WORK REQUIRED:
Copy the listing below word for word, omitting the pictures.
-- Start DATA SUPPLIED --
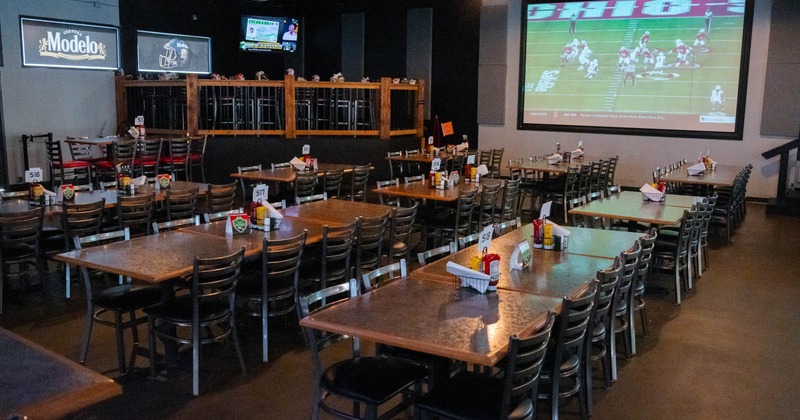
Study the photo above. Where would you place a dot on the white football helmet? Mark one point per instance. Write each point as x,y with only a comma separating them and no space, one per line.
176,55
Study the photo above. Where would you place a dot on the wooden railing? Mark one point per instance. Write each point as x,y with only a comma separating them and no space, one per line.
277,108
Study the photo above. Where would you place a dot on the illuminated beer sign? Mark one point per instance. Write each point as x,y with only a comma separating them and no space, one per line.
47,43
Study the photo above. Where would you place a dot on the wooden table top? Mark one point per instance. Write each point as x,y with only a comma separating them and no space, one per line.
422,190
254,241
40,384
623,207
438,318
335,212
723,176
151,258
543,166
555,274
287,174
-- End DATA SUPPLIED --
PROBLEM SOLUTION:
Study the photo above. Where would you place a dot on the white football helmet? Mark one point per instance. Write each point as x,y with only a comma separating them and no space, one per line.
176,55
Study the photo above. Where would you place a dot on the wooden railing? Mark one point per instance. Write each point as x,y with only a comma separating them and no space, one per line.
277,108
Study the photo above. Where would you place a dot on the illuminated beer sign? Mark one point per instance. Write each point as x,y with only a comma separating them and no space, one per line.
47,43
Study the photo above. Where would you place a dot on the wooden table top? Mark one point per instance. Write each point as x,y with only a comma separating them and no space, one per line.
422,190
254,241
40,384
623,207
438,318
335,212
723,176
151,258
543,166
555,274
287,174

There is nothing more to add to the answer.